**Problem statement:** Copy out again the lines between the one containing "Question. Provide a point on each instance of the vanity" and the one containing "x=127, y=79", inclusive, requests and all, adding 44 to every number in the point coordinates given as answers. Reproduce only those lines.

********************

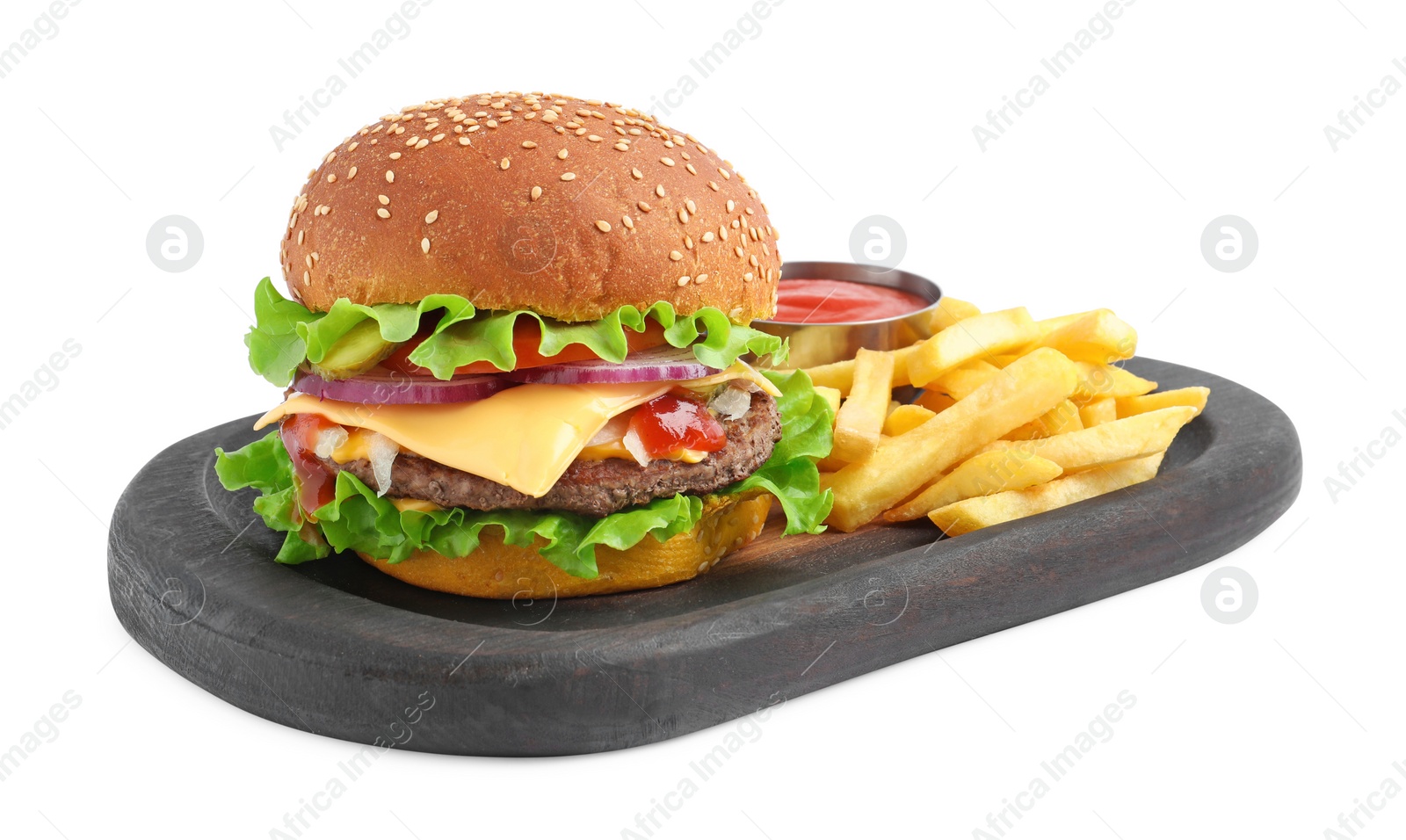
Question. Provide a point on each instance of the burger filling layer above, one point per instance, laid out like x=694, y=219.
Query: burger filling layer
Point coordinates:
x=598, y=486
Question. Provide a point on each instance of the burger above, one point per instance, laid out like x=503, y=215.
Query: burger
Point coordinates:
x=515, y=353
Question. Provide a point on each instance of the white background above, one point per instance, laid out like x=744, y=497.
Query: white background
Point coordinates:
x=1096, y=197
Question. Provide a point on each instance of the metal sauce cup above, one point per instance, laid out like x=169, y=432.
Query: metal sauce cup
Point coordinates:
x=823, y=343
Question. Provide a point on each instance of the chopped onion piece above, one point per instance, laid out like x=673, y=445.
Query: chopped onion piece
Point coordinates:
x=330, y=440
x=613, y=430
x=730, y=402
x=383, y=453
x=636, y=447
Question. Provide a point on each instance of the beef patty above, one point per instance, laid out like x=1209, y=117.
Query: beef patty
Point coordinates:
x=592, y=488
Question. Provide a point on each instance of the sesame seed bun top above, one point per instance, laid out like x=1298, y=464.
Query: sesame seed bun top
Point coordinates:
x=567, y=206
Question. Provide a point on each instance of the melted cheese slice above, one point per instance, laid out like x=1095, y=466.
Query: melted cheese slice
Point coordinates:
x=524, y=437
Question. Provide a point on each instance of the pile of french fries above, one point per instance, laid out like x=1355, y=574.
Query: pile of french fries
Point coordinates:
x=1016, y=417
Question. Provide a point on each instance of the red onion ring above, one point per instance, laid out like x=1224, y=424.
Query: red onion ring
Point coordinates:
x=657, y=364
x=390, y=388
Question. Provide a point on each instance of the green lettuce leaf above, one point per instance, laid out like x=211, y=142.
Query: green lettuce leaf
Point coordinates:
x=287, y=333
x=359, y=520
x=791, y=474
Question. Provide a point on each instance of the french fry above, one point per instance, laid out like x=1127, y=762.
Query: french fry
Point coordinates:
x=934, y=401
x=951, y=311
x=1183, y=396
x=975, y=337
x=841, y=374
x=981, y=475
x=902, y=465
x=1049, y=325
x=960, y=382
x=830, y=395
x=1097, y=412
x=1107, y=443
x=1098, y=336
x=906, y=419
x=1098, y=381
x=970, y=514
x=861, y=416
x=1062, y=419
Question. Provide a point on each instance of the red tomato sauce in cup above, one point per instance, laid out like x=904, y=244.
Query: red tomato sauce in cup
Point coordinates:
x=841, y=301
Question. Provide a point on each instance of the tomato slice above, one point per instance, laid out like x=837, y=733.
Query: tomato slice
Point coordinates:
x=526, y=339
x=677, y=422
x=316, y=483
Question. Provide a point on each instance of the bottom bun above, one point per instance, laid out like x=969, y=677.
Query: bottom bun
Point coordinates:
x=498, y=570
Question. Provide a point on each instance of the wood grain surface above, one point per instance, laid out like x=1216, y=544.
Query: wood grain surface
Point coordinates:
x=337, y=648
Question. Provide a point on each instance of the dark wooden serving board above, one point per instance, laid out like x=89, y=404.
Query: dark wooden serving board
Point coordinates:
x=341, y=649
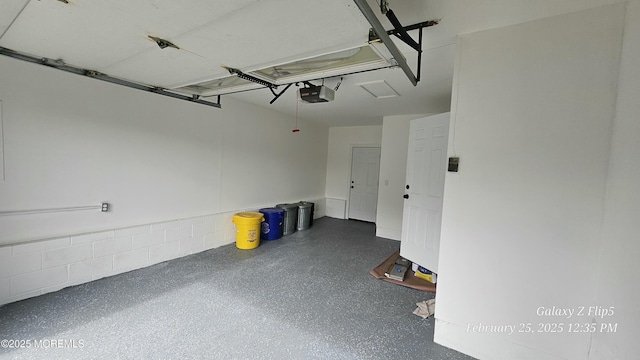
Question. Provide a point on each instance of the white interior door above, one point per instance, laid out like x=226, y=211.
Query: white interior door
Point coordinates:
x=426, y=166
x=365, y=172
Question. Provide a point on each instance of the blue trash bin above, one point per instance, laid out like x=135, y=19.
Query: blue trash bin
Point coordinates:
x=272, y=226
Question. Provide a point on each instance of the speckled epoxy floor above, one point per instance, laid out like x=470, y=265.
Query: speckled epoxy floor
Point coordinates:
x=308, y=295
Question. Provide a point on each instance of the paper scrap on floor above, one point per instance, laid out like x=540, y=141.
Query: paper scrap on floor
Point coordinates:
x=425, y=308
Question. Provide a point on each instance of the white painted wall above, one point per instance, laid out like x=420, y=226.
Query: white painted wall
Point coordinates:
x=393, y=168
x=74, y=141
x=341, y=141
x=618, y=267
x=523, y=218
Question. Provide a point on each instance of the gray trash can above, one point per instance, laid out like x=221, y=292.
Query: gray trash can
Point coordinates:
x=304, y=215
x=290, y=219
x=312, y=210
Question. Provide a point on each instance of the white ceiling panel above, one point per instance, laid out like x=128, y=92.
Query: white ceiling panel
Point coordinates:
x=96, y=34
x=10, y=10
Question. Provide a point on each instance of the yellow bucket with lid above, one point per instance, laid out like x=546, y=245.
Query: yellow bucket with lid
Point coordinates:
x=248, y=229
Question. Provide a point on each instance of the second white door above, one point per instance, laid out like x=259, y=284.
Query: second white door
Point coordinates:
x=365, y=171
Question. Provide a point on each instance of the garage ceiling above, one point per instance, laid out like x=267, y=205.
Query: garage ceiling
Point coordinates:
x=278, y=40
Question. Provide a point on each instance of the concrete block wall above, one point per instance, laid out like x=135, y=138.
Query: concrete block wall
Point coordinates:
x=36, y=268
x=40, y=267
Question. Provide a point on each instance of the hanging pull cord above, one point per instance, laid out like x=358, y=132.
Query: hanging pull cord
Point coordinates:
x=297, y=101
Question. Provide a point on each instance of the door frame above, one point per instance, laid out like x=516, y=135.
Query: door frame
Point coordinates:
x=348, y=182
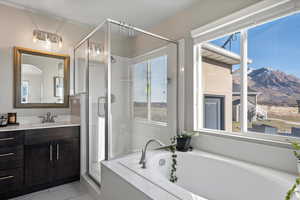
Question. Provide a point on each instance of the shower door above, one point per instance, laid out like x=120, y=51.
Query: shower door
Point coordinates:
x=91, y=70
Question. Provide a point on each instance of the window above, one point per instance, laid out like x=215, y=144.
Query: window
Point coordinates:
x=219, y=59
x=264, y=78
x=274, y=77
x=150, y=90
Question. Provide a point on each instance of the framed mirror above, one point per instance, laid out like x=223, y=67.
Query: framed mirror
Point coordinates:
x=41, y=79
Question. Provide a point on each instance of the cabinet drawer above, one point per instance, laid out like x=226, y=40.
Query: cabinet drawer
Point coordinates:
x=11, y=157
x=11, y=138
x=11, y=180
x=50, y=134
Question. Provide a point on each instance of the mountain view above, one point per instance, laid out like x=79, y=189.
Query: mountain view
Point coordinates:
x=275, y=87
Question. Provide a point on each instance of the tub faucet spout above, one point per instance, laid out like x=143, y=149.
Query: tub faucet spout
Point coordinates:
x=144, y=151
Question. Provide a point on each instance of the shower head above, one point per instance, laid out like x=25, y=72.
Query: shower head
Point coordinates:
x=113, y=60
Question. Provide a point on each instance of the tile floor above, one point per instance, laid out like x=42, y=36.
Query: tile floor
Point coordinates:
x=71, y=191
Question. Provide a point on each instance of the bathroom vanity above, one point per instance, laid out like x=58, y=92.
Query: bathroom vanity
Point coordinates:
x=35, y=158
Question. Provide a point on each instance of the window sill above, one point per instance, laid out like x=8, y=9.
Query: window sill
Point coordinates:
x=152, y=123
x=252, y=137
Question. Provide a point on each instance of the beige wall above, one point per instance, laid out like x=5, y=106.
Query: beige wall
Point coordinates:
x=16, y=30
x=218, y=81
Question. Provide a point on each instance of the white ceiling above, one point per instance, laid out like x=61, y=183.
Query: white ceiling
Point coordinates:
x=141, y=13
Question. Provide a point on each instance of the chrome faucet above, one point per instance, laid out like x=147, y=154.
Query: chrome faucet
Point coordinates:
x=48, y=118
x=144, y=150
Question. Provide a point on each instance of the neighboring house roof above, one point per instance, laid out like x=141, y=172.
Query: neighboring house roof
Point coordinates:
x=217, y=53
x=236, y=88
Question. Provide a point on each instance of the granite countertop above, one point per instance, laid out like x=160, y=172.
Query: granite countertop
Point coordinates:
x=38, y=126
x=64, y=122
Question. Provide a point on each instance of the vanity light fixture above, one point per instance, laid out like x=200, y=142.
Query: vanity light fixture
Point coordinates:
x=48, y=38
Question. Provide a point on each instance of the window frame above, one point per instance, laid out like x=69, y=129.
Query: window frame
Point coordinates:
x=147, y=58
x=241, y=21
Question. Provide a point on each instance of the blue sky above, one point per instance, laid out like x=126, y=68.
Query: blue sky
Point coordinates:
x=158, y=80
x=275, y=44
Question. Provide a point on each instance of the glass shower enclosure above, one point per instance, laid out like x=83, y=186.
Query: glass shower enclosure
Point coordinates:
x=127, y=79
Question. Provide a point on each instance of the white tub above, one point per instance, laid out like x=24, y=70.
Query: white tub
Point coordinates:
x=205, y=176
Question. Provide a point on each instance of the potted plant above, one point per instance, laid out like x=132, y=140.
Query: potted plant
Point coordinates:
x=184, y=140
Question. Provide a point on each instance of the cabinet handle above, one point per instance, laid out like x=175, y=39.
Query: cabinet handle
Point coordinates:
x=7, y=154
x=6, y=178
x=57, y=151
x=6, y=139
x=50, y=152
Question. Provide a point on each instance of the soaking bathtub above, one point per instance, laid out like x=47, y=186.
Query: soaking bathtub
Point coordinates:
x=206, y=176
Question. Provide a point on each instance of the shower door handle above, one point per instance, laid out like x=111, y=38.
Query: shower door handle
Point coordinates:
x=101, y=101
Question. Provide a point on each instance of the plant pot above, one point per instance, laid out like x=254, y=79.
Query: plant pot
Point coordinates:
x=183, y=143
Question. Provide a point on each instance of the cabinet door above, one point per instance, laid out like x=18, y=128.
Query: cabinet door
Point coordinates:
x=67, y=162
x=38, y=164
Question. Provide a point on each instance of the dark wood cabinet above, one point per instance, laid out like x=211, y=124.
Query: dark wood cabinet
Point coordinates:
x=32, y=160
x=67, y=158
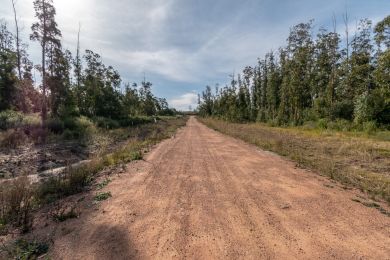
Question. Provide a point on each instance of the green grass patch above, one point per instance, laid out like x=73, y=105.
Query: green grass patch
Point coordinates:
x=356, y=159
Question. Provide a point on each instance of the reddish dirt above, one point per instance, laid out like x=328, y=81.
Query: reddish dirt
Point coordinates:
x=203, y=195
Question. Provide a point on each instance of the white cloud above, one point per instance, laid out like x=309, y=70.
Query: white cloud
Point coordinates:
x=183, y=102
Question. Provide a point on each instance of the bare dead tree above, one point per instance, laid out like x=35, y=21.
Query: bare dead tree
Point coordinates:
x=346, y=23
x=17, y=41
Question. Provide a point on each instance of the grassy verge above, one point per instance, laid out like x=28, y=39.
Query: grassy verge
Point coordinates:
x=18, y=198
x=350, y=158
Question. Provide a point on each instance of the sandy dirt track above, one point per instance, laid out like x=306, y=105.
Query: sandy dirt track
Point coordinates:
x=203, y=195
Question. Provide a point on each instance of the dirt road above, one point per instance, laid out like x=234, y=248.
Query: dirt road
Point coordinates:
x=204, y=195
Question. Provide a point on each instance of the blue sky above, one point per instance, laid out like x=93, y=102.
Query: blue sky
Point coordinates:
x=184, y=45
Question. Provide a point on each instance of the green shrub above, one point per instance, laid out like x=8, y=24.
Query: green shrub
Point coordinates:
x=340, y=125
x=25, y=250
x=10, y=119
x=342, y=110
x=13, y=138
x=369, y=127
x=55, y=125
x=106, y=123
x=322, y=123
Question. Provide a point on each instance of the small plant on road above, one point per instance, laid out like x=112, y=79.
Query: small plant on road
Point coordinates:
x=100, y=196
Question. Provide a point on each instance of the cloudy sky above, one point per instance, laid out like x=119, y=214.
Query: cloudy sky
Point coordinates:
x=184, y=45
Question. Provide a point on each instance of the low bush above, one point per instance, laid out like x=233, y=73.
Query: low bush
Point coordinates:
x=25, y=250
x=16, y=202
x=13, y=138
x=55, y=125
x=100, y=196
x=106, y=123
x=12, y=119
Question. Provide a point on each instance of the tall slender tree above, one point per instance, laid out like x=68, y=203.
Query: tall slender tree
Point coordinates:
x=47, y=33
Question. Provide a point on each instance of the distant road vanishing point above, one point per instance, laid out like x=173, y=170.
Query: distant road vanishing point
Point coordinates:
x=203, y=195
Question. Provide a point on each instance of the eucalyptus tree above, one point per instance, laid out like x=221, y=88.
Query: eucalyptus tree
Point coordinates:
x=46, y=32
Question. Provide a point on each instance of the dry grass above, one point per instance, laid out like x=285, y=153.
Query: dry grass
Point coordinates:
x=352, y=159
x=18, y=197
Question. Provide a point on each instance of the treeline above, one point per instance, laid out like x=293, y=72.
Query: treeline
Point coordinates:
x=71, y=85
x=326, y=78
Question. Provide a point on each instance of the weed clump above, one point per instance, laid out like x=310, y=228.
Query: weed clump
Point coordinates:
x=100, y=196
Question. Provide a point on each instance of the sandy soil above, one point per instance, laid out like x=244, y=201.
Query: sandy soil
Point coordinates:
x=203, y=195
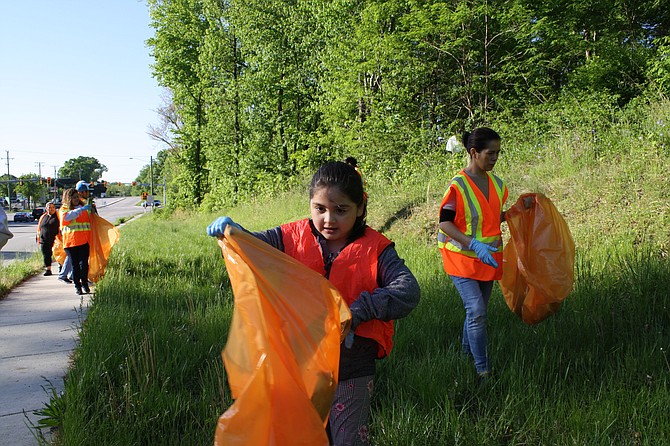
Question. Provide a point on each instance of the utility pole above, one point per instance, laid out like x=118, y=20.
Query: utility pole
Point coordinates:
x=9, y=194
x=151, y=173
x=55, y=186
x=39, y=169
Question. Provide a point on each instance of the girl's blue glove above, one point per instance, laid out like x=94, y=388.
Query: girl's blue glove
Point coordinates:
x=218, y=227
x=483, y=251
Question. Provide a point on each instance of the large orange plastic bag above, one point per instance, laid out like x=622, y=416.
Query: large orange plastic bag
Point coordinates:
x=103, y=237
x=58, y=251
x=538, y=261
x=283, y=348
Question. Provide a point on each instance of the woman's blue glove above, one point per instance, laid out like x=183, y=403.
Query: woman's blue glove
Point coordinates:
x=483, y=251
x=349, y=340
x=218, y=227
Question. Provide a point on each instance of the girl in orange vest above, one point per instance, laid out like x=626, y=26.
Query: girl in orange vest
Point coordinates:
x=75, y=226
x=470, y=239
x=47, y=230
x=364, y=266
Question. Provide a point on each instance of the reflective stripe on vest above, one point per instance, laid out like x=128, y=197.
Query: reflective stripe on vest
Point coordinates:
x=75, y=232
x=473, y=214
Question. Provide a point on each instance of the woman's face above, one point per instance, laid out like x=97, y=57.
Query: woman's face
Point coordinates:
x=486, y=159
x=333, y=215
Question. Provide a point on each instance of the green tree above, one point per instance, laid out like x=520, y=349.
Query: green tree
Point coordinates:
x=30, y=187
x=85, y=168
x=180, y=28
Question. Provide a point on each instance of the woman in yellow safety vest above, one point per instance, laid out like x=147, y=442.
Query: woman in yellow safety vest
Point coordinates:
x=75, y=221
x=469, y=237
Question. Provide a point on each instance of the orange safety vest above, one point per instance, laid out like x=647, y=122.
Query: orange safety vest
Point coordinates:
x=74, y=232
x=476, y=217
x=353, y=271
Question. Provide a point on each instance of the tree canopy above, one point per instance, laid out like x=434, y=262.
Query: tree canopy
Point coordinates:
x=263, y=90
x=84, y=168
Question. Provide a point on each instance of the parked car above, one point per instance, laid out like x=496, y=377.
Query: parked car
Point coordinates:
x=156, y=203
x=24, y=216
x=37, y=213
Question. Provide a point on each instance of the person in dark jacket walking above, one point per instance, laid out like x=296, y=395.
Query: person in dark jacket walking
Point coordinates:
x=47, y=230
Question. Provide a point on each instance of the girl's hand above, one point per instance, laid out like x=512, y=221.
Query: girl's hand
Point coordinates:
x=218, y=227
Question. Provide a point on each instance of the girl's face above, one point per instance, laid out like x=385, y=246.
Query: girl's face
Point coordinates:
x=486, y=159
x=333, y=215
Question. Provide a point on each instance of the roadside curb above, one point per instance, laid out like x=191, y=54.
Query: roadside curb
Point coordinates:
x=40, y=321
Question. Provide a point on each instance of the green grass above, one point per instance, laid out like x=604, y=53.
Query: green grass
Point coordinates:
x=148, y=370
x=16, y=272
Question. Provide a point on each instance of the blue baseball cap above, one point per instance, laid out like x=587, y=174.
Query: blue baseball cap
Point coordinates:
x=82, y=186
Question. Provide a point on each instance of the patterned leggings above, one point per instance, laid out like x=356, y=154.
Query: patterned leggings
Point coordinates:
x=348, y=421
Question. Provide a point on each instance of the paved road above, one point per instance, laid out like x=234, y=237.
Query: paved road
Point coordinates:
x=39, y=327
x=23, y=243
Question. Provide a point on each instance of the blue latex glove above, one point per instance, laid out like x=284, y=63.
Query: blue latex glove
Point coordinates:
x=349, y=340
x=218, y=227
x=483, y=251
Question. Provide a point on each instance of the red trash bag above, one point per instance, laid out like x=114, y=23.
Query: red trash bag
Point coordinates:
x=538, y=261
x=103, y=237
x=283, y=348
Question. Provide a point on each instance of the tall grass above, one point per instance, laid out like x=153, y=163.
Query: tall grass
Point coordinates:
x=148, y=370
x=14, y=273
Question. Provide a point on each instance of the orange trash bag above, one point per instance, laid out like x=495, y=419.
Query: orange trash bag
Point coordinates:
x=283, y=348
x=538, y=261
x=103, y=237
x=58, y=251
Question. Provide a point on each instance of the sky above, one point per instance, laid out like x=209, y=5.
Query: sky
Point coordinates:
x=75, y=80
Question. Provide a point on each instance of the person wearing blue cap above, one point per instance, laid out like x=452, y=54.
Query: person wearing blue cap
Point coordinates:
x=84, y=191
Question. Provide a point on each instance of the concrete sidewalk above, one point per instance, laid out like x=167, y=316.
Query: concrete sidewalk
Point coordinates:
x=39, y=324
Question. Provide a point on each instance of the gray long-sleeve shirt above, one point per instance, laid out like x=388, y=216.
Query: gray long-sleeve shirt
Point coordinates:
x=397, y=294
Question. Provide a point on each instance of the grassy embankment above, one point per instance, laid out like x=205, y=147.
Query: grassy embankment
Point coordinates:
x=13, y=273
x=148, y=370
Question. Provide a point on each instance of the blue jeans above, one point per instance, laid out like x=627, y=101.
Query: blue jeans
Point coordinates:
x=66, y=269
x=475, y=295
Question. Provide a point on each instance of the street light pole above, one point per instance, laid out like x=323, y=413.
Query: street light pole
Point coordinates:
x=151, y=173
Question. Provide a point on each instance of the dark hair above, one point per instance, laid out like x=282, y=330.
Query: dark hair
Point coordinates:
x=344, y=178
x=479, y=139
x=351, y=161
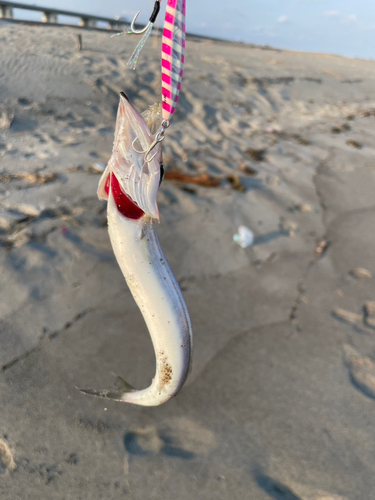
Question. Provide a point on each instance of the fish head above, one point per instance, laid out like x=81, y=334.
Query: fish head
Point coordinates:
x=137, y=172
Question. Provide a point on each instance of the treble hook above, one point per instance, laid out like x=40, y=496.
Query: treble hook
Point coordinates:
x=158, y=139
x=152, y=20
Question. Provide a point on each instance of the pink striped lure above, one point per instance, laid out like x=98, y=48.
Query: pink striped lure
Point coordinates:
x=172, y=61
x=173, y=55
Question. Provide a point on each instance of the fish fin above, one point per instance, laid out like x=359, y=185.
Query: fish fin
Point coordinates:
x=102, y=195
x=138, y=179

********************

**Answer to the task:**
Question. Provide a point on each instance of the vanity light fixture above, one point per instance, laid out like x=200, y=142.
Query: vanity light fixture
Point coordinates:
x=92, y=82
Question. Provide a point on each instance of the window frame above, one point per instance, laid out like x=69, y=129.
Query: window frame
Point coordinates:
x=191, y=102
x=285, y=65
Question. Provide a point on each instance of the blue sky above, one point per instance, laid out like x=126, y=68.
Query: blue sky
Point coordinates:
x=202, y=124
x=319, y=88
Question. Provide a point on each instance of the glass shower enclosure above, one point per instance, laid out like x=83, y=186.
Query: glass shower enclosure
Point coordinates:
x=171, y=123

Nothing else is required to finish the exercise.